REQUIRED WORK -> Retype all of the following data line for line, without changing a single character.

SUPPLIED MATERIAL ->
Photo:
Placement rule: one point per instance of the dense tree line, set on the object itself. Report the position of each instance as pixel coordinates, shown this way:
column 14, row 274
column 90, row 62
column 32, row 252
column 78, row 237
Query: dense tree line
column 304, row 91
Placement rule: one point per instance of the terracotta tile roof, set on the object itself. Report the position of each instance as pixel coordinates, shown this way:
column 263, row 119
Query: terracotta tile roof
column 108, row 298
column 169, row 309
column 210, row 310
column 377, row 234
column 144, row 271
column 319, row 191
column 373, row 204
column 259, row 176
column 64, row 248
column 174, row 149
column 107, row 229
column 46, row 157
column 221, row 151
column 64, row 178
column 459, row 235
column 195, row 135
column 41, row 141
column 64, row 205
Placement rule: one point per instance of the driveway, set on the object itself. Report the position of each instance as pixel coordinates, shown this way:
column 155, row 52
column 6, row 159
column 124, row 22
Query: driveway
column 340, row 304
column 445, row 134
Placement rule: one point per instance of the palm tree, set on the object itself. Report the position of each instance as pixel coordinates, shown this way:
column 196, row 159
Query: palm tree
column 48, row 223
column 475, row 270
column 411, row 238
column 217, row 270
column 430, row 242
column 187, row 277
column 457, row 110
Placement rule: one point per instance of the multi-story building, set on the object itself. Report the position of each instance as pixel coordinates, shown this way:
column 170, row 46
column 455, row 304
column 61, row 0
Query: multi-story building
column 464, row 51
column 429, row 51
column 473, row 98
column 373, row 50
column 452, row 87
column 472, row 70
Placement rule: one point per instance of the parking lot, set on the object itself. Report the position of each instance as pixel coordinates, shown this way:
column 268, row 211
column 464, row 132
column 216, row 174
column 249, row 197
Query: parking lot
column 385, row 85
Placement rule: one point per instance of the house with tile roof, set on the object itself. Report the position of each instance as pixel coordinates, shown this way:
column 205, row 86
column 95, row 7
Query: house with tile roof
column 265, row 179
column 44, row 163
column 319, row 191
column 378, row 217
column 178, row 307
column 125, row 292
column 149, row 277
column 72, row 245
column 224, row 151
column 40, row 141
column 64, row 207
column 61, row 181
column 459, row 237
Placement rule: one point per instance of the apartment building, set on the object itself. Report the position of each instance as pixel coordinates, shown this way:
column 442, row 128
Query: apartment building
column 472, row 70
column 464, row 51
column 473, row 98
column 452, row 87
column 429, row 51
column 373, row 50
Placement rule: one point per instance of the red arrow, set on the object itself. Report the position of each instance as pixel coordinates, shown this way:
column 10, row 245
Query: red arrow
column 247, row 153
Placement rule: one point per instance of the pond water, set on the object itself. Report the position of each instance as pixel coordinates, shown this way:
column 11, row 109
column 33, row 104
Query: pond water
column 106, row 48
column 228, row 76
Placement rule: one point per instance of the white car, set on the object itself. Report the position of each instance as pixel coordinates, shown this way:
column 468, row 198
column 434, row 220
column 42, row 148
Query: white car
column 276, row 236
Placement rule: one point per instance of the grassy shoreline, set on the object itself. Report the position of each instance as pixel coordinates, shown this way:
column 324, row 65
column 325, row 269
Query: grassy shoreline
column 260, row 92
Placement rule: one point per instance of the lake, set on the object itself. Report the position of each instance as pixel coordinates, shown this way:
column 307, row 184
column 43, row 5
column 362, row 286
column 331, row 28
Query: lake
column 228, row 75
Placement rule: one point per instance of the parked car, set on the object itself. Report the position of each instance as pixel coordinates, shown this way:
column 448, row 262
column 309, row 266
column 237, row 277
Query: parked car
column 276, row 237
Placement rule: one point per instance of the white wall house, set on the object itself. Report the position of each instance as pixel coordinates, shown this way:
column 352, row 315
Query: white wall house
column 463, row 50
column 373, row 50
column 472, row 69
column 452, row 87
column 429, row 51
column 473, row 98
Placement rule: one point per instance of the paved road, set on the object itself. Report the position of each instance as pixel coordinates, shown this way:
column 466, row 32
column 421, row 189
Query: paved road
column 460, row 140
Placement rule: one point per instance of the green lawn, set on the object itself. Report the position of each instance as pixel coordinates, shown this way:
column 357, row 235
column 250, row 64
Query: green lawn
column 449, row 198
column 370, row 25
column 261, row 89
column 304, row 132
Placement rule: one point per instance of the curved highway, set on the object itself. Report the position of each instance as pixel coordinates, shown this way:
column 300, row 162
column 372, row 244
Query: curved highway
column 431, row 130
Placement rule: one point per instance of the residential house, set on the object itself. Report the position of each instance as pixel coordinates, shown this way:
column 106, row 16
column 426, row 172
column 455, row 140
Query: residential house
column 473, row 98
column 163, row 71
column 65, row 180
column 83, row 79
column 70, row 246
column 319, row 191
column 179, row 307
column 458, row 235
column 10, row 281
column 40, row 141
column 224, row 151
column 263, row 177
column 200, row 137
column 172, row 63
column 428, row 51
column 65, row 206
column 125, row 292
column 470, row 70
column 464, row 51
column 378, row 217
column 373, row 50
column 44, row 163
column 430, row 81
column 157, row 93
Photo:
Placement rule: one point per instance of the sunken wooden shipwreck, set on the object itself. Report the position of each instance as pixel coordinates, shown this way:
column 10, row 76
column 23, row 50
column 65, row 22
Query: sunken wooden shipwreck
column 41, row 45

FULL SOLUTION ->
Photo:
Placement rule: one point per instance of the dense tree line, set on the object itself. Report the position of each instance as pixel coordinates, shown this way:
column 14, row 274
column 90, row 62
column 32, row 252
column 78, row 237
Query: dense tree line
column 304, row 91
Placement rule: one point per instance of the terracotta tile roof, set on the object itself. Report the position of each instance as pixel coordinates, shown this way:
column 263, row 119
Query: terracotta tile roof
column 108, row 298
column 169, row 309
column 210, row 310
column 377, row 234
column 144, row 271
column 319, row 191
column 373, row 204
column 259, row 176
column 64, row 248
column 174, row 149
column 107, row 229
column 46, row 157
column 221, row 151
column 64, row 178
column 459, row 235
column 195, row 135
column 41, row 141
column 64, row 205
Placement rule: one point per instance of the driveway, set on the object itself. Report the position of each instance as pixel coordinates, shown this way:
column 155, row 52
column 6, row 159
column 124, row 22
Query: driveway
column 340, row 304
column 445, row 134
Placement rule: one point per instance of the palm tree, set on the object itself. Report the position of each instance as pixel coordinates, shown this way:
column 196, row 159
Query: palm tree
column 48, row 223
column 475, row 270
column 411, row 238
column 217, row 270
column 430, row 242
column 187, row 277
column 457, row 110
Placement rule: one point per instance of the multi-story building, set on the object itself. Report the position of each instance as pixel coordinates, shown this way:
column 170, row 46
column 455, row 304
column 61, row 0
Query: multi-story building
column 464, row 51
column 429, row 51
column 473, row 98
column 373, row 50
column 452, row 87
column 472, row 70
Placement rule: one point per instance of the parking lot, set on the object itself. Report the position of each instance as pixel coordinates, shown this way:
column 268, row 211
column 464, row 132
column 216, row 174
column 249, row 197
Query: parking lot
column 385, row 85
Placement rule: one point per instance of the house with tile roof, set on the object itself. Report the position of each instance as pixel coordinates, shown this way:
column 205, row 86
column 95, row 7
Query: house with tile roof
column 265, row 179
column 44, row 163
column 319, row 191
column 378, row 217
column 178, row 307
column 125, row 292
column 149, row 277
column 72, row 245
column 224, row 151
column 40, row 141
column 64, row 207
column 61, row 181
column 459, row 237
Placement rule: one point per instance of the apartment building, set on the object itself. Report the position of each instance as pixel coordinates, shown this way:
column 442, row 128
Query: apartment building
column 472, row 70
column 464, row 51
column 473, row 98
column 452, row 87
column 429, row 51
column 373, row 50
Placement rule: one point per instance of the red arrow, set on the object itself. Report the position of each instance as pixel coordinates, shown this way:
column 10, row 245
Query: red arrow
column 247, row 153
Placement rule: one point per instance of the pond water, set on the object itself. Report the position of each instance as pixel coordinates, shown this way:
column 11, row 109
column 33, row 104
Query: pond water
column 106, row 48
column 228, row 76
Placement rule: one point per instance of the white car, set on the object itself. Report the position of each instance as pixel coordinates, shown this way:
column 468, row 198
column 434, row 220
column 42, row 148
Query: white car
column 276, row 236
Placement rule: one point per instance of the grassy shoreline, set on the object itself. Report the position of each instance as pixel coordinates, shown this way:
column 324, row 65
column 325, row 269
Query: grassy shoreline
column 260, row 92
Placement rule: one point per instance of the lake, set on the object itself. Report the position of each instance as pixel coordinates, shown this way:
column 307, row 184
column 43, row 5
column 362, row 286
column 331, row 28
Query: lake
column 228, row 75
Placement rule: one point per instance of the parked car, set on the object itself. Report the position of each instance as pixel coordinates, shown this way:
column 448, row 262
column 309, row 266
column 237, row 277
Query: parked car
column 276, row 237
Placement rule: one point per instance of the white wall house, set on the object itself. Report the position of each instance as pixel coordinates, shown this way:
column 352, row 315
Query: white wall house
column 463, row 50
column 373, row 50
column 472, row 69
column 452, row 87
column 429, row 51
column 473, row 98
Placement rule: one point per instance of the paved road, set on the object itself. Report the position of each instance as pixel coordinates, shown this way:
column 466, row 32
column 421, row 189
Query: paved road
column 460, row 140
Placement rule: one point per instance of the green lawn, set on the object itself. Report the position of each instance as pixel coordinates, shown this way:
column 357, row 235
column 250, row 64
Query: green lawn
column 449, row 198
column 370, row 25
column 261, row 89
column 304, row 132
Placement rule: one point per instance of the curved highway, set on the object itself. Report the position of each instance as pixel coordinates, shown this way:
column 300, row 162
column 372, row 244
Query: curved highway
column 431, row 130
Placement rule: one point per instance of the residential house, set on the object itself. Report the position of each instance as pixel coordinates, shown this way:
column 106, row 16
column 426, row 172
column 455, row 140
Query: residential house
column 473, row 98
column 163, row 71
column 65, row 180
column 83, row 79
column 70, row 246
column 319, row 191
column 179, row 307
column 458, row 235
column 10, row 281
column 40, row 141
column 224, row 151
column 263, row 177
column 200, row 137
column 172, row 63
column 428, row 51
column 65, row 206
column 125, row 292
column 470, row 70
column 464, row 51
column 378, row 217
column 373, row 50
column 44, row 163
column 430, row 81
column 157, row 93
Photo:
Placement rule: one point per instance of the sunken wooden shipwreck, set on the object itself. Report the position of each instance as pixel coordinates, shown this way:
column 10, row 76
column 23, row 50
column 65, row 22
Query: sunken wooden shipwreck
column 41, row 45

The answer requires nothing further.